1. By a communication dated 17.5.2000 issued by the Registrar General of the Patna High Court the respondent herein was informed that he would retire from the service on completion of 58 years of age. The said communication of the Registrar General was, inter alia, based on a decision of the High Court on the administrative side taken in a meeting of the Full Court held on 6.5.2000 wherein the decision of its Evaluation Committee dated 2.5.2000 not to extend the service of the respondent beyond the age of 58 years was approved. All the aforesaid decisions being challenged, were set aside by the High Court by its order dated 20.2.2001 and the matter was directed to be reconsidered. Aggrieved, the High Court is in appeal before us.

2. A perusal of the order under challenge goes to show that two reasons, in the main, had prevailed upon the High Court to arrive at the impugned conclusion. The first is that the negative remarks/adverse comments recorded in the Annual Confidential Report (ACR) of the respondent on 15.12.1995 were not communicated to the respondent and the foundational facts for the said remarks are wholly unsubstantiated. It was also found by the High Court that the standing committee of the High Court on 03.01.1997 had decided not to pursue the matter but to treat the same as closed. The High Court also took the view that notwithstanding the said remarks the respondent was subsequently promoted to the post of District & Sessions Judge and also granted the selection grade.

The aforesaid facts, according to the High Court, had the effect of wiping out the adverse remarks dated 15.12.1995. The High Court, in the impugned order, also took note of the fact that the ACRs of the respondent for the subsequent years indicated that the respondent, over all, is a good officer with nothing adverse as to his integrity and reputation. The other reason for which the High Court had come to the impugned conclusion is that while extension of service was refused to the respondent, one Mr. Udai Kant Thakur whose ACRs were decidedly inferior to that of the respondent was granted continuation after 58 years. It is on the aforesaid twin basis that the High Court had concluded that the denial of extension to the respondent necessitated interference in exercise of power of judicial review under Article 226 of the Constitution.

**PROVIDED RECORDS:**
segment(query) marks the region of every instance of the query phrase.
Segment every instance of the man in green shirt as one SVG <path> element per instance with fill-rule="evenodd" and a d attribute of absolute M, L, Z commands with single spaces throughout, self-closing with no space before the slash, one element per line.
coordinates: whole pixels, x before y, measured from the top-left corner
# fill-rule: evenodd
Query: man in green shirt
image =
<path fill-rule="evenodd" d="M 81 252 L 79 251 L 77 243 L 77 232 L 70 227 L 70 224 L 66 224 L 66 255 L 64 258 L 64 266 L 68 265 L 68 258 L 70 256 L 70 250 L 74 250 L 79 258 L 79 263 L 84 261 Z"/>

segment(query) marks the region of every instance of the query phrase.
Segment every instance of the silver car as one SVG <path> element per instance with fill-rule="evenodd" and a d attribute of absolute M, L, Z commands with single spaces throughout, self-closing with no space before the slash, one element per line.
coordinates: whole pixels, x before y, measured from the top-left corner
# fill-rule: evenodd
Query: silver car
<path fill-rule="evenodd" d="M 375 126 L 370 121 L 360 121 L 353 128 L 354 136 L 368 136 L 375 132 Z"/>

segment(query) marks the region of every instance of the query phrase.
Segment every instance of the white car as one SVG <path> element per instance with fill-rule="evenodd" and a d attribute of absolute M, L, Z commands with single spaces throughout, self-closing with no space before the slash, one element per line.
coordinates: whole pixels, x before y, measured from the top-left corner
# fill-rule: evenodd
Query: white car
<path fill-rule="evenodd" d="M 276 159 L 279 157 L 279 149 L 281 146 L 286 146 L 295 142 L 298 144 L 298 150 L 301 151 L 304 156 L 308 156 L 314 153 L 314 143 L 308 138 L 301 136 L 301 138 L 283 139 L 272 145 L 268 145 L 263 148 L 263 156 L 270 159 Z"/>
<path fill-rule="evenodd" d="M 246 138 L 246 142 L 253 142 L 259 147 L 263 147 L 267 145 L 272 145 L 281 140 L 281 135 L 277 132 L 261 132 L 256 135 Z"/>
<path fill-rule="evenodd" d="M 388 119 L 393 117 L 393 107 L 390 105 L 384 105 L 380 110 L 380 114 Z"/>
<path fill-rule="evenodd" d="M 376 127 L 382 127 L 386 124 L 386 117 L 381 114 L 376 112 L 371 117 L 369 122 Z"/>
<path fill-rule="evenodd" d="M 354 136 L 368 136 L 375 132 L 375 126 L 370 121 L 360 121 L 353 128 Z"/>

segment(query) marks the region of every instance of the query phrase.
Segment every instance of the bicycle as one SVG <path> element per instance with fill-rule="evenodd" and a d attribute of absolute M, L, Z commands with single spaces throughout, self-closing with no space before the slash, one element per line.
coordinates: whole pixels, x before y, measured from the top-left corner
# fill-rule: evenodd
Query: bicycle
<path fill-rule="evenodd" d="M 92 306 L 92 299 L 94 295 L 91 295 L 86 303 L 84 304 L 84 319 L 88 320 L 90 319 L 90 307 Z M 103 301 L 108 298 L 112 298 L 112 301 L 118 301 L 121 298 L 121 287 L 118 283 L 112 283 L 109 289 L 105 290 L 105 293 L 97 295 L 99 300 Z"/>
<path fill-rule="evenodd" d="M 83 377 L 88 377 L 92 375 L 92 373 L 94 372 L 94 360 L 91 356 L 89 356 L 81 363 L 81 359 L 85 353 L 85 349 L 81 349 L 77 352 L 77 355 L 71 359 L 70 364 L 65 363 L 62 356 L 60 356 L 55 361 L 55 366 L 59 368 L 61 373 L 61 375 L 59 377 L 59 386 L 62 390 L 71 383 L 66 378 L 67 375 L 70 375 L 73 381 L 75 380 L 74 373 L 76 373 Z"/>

**PROMPT:**
In the judgment excerpt, which officer was granted continuation in service after 58 years despite having ACRs inferior to the respondent's?

**OUTPUT FOR THIS EXERCISE:**
Mr. Udai Kant Thakur